**EXERCISE DETAILS:** Write out the listing below again, switching each "point" to "locate" and keeping every other part the same.
▬▬▬
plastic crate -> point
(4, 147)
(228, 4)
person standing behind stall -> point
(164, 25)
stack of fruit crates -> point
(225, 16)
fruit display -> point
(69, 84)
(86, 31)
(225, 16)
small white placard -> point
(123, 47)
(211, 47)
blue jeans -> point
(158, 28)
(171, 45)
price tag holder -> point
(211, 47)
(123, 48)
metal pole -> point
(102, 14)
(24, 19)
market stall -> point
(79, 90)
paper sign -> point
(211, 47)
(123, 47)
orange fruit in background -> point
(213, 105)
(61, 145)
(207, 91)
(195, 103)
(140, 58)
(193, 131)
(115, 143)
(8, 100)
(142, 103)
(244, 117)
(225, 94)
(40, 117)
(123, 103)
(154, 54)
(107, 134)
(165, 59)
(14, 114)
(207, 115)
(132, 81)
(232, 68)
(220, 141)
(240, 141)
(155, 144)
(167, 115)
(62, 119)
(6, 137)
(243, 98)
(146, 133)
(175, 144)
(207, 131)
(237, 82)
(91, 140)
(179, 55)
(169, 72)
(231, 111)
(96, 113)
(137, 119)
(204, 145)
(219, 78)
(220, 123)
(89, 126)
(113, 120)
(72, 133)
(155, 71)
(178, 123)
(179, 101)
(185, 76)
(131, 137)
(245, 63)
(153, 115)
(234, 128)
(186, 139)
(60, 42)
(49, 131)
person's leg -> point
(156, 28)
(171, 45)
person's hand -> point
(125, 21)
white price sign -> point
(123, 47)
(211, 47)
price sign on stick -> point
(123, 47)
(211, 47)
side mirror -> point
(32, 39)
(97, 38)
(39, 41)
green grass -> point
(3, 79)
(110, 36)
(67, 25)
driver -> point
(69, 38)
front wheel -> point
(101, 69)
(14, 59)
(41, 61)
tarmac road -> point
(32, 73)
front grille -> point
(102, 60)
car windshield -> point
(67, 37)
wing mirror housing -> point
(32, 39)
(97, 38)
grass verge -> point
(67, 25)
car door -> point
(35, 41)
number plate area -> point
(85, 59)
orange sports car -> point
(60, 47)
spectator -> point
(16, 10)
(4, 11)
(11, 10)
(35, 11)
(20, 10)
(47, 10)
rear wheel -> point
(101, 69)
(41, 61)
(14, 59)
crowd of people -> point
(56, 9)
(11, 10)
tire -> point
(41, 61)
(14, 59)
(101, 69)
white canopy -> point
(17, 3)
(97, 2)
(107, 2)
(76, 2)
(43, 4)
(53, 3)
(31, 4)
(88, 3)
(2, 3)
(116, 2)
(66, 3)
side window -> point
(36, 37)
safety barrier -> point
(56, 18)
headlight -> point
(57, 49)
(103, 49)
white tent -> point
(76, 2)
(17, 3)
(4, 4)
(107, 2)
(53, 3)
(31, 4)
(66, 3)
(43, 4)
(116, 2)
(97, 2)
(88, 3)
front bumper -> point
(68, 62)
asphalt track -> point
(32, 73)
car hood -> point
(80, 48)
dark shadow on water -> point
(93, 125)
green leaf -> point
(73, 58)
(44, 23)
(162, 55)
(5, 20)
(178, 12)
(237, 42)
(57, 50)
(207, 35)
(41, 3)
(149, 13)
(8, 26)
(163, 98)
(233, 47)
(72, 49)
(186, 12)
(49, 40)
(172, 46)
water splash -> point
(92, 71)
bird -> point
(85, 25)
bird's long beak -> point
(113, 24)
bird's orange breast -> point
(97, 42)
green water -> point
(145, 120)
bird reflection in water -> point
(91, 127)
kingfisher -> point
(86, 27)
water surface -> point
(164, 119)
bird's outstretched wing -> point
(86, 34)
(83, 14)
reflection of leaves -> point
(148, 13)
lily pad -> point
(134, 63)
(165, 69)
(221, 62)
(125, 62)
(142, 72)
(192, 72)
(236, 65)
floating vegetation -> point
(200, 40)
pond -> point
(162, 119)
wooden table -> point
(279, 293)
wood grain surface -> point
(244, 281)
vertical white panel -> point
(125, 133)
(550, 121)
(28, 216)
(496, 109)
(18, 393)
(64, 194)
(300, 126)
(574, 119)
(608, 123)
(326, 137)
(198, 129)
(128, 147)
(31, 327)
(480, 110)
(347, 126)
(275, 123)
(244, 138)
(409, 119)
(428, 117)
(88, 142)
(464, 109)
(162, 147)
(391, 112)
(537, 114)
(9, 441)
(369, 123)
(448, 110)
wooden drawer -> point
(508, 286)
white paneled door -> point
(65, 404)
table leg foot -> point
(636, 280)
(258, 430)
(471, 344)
▬▬▬
**FINISHED ANSWER:**
plastic crate -> locate
(4, 147)
(228, 4)
person standing behind stall -> locate
(164, 25)
stack of fruit crates -> locate
(225, 16)
fruit display -> locate
(69, 84)
(86, 31)
(225, 16)
small white placard -> locate
(123, 47)
(211, 47)
blue jeans -> locate
(158, 28)
(171, 45)
price tag holder -> locate
(211, 47)
(123, 48)
metal pole -> locate
(102, 14)
(24, 19)
market stall -> locate
(79, 90)
paper sign -> locate
(211, 47)
(123, 47)
orange fruit in background -> locate
(213, 105)
(61, 145)
(207, 91)
(195, 103)
(140, 58)
(193, 131)
(115, 143)
(8, 100)
(142, 103)
(244, 117)
(225, 94)
(40, 117)
(123, 103)
(154, 54)
(107, 134)
(165, 59)
(14, 114)
(207, 115)
(132, 81)
(232, 68)
(220, 141)
(240, 141)
(155, 144)
(167, 115)
(62, 119)
(6, 137)
(243, 98)
(146, 133)
(175, 144)
(207, 131)
(237, 82)
(91, 140)
(179, 55)
(169, 72)
(231, 111)
(96, 113)
(137, 119)
(204, 145)
(219, 78)
(220, 123)
(89, 126)
(113, 120)
(72, 133)
(155, 71)
(178, 123)
(179, 101)
(185, 76)
(131, 137)
(245, 63)
(153, 115)
(234, 128)
(186, 139)
(60, 42)
(49, 131)
person's leg -> locate
(156, 28)
(171, 45)
person's hand -> locate
(125, 21)
white price sign -> locate
(123, 47)
(211, 47)
price sign on stick -> locate
(123, 47)
(211, 47)
side mirror -> locate
(32, 39)
(97, 38)
(39, 41)
green grass -> locate
(3, 79)
(110, 36)
(67, 25)
driver -> locate
(69, 38)
front wheel -> locate
(101, 69)
(14, 59)
(41, 61)
tarmac road -> locate
(32, 73)
front grille -> locate
(102, 60)
car windshield -> locate
(67, 37)
wing mirror housing -> locate
(32, 39)
(97, 38)
grass verge -> locate
(67, 25)
car door -> locate
(35, 41)
number plate area -> locate
(85, 59)
orange sports car -> locate
(60, 47)
spectator -> locate
(16, 10)
(4, 11)
(11, 10)
(35, 11)
(20, 10)
(47, 10)
rear wheel -> locate
(101, 69)
(41, 61)
(14, 59)
crowd of people -> locate
(56, 9)
(11, 10)
tire -> locate
(41, 61)
(14, 59)
(101, 69)
white canopy -> locate
(17, 3)
(97, 2)
(107, 2)
(76, 2)
(43, 4)
(53, 3)
(31, 4)
(88, 3)
(2, 3)
(116, 2)
(66, 3)
side window -> locate
(36, 37)
safety barrier -> locate
(56, 18)
headlight -> locate
(57, 49)
(103, 49)
white tent -> locate
(76, 2)
(17, 3)
(4, 4)
(107, 2)
(53, 3)
(31, 4)
(66, 3)
(43, 4)
(116, 2)
(97, 2)
(88, 3)
front bumper -> locate
(68, 62)
asphalt track -> locate
(32, 73)
car hood -> locate
(80, 48)
dark shadow on water -> locate
(93, 125)
green leaf -> locate
(73, 58)
(44, 23)
(162, 55)
(5, 20)
(178, 12)
(237, 42)
(57, 50)
(207, 35)
(41, 3)
(149, 13)
(8, 26)
(163, 98)
(233, 47)
(72, 49)
(186, 12)
(49, 40)
(172, 46)
water splash -> locate
(92, 71)
bird -> locate
(85, 25)
bird's long beak -> locate
(113, 24)
bird's orange breast -> locate
(97, 42)
green water -> locate
(145, 120)
bird reflection in water -> locate
(91, 127)
kingfisher -> locate
(86, 27)
water surface -> locate
(164, 119)
bird's outstretched wing -> locate
(86, 34)
(83, 14)
reflection of leaves -> locate
(148, 13)
lily pad -> locate
(134, 63)
(165, 69)
(221, 62)
(125, 62)
(142, 72)
(192, 72)
(236, 65)
floating vegetation -> locate
(200, 40)
pond -> locate
(162, 119)
wooden table -> locate
(279, 293)
wood grain surface -> locate
(244, 281)
vertical white panel -> locate
(125, 133)
(550, 121)
(28, 216)
(496, 109)
(18, 393)
(64, 194)
(300, 126)
(574, 119)
(608, 123)
(326, 137)
(198, 129)
(128, 147)
(31, 327)
(480, 110)
(347, 126)
(275, 123)
(244, 138)
(409, 119)
(428, 117)
(88, 142)
(464, 109)
(162, 147)
(391, 112)
(537, 114)
(9, 441)
(369, 123)
(448, 110)
wooden drawer -> locate
(508, 286)
white paneled door -> locate
(65, 404)
table leg foot -> locate
(636, 280)
(258, 430)
(471, 344)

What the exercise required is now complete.